• _Task statement_: This exercise calls for the line with "Practice. Put a pin on the bicycle handlebar", the line with "Practice. Put a pin on the bicycle front", and all lines between them in the material below, output exactly and with no other lines.

• _Source records_:
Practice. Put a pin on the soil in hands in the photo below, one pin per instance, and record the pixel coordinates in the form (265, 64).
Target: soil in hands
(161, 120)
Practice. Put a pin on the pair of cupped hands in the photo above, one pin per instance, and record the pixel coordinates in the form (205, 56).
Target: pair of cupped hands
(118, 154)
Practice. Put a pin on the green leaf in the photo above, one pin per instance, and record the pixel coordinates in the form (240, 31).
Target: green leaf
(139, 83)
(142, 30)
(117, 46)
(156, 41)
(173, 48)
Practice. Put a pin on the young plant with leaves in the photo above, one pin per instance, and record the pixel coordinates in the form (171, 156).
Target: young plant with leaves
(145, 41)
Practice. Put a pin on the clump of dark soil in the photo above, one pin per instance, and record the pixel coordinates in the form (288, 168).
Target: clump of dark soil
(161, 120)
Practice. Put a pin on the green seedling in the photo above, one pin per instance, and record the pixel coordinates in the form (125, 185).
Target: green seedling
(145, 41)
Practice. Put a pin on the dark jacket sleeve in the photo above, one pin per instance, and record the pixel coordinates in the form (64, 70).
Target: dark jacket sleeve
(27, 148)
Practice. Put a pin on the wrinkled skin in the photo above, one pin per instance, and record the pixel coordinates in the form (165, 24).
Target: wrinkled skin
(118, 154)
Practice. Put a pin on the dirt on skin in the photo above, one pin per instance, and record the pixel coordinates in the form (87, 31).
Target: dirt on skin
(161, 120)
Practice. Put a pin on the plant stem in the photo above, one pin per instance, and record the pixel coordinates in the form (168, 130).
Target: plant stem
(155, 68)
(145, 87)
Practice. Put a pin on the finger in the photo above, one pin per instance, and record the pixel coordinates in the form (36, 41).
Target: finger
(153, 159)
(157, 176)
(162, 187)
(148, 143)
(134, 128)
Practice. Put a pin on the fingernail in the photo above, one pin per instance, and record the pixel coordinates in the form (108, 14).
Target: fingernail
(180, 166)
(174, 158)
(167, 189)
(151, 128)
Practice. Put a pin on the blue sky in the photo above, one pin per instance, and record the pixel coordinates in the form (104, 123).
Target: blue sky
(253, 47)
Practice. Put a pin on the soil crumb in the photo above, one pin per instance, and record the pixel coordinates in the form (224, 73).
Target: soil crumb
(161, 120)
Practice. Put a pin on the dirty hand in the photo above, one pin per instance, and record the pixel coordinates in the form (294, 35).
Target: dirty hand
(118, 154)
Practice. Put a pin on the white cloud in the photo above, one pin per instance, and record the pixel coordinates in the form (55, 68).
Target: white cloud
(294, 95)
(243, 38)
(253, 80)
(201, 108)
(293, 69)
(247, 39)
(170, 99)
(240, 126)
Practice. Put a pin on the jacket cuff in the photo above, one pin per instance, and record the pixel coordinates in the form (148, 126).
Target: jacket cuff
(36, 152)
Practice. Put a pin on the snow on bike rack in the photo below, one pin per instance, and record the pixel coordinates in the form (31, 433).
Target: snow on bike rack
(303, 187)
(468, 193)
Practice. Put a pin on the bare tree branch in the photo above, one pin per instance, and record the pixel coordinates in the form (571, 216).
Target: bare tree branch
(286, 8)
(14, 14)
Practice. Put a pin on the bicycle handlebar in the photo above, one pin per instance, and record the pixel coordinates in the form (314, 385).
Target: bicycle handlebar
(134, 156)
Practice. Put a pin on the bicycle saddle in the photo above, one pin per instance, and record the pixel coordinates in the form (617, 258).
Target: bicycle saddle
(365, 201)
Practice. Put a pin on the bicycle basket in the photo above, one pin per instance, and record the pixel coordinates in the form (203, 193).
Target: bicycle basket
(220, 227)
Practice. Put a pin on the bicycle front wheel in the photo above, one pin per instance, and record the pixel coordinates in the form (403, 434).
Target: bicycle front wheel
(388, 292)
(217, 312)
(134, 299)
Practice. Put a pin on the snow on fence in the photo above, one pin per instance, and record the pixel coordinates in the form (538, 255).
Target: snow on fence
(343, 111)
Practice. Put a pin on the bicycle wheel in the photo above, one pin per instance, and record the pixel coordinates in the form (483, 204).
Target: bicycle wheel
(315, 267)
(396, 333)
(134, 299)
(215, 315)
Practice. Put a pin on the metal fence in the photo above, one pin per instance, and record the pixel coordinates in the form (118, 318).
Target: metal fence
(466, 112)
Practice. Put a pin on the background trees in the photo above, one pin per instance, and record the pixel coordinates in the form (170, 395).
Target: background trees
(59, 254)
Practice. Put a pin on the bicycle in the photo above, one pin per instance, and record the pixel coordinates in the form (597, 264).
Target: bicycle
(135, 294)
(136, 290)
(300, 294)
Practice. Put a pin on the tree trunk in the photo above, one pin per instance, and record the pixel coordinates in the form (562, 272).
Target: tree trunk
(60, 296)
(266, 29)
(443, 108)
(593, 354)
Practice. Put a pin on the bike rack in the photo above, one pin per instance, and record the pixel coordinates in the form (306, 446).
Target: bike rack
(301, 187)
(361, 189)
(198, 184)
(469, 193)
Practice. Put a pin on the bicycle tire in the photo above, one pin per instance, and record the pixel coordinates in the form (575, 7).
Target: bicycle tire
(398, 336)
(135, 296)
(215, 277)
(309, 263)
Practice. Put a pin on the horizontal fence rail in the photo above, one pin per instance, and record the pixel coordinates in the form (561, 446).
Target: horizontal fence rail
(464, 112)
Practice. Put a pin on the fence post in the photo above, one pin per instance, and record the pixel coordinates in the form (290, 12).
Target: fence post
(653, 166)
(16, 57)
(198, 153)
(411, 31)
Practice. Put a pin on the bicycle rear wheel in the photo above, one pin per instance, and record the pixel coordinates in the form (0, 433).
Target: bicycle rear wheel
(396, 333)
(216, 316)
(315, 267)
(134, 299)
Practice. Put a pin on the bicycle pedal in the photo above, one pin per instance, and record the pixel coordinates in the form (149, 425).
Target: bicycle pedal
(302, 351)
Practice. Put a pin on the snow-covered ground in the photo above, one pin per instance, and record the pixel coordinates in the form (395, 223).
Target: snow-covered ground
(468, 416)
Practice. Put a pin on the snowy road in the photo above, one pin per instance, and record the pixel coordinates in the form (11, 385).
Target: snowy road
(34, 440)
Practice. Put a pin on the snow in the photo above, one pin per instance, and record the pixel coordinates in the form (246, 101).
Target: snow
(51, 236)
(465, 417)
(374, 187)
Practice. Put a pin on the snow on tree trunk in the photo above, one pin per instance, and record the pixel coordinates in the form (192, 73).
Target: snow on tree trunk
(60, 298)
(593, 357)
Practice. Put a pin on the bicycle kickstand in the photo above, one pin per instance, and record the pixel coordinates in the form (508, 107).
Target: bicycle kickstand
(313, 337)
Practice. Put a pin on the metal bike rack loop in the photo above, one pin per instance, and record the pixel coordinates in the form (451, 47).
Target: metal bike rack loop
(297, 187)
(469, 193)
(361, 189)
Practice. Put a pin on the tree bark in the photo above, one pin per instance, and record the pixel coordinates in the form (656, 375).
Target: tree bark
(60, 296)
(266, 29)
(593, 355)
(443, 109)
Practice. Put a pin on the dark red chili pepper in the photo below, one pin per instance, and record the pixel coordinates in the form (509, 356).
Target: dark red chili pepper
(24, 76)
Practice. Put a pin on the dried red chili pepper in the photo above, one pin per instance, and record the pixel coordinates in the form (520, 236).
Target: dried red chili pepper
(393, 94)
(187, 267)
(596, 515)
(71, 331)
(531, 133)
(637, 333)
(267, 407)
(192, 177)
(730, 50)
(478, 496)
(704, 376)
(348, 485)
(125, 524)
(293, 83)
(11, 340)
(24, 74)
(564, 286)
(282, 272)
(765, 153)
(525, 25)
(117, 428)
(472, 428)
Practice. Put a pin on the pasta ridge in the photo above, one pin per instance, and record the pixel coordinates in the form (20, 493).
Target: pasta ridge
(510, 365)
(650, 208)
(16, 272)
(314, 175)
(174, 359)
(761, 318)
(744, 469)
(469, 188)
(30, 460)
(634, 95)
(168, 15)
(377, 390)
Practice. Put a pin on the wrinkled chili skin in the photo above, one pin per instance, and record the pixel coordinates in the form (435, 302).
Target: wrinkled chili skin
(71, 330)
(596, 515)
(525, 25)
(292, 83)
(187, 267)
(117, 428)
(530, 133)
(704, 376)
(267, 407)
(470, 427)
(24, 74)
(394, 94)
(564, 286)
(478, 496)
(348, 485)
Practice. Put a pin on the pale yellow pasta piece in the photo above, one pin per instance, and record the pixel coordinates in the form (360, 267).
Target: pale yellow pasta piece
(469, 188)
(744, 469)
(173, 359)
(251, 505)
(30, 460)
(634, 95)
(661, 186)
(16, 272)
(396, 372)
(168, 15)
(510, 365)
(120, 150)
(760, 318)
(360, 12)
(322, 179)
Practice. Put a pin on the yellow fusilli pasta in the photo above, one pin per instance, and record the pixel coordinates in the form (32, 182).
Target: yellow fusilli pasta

• _Result of the exercise_:
Practice. Put a pin on the bicycle handlebar in the photo above, one pin per instance, and record the pixel coordinates in the form (314, 385).
Target: bicycle handlebar
(134, 156)
Practice. Put a pin on the bicycle saddle in the photo above, one pin per instance, and record the pixel coordinates in the form (617, 258).
Target: bicycle saddle
(365, 201)
Practice. Put a pin on the bicycle basket in the photo above, one pin per instance, and record the pixel coordinates in the form (203, 193).
Target: bicycle basket
(220, 227)
Practice. Put a pin on the bicycle front wheel in the photo above, one pin per instance, and record the pixel coordinates in the form (403, 434).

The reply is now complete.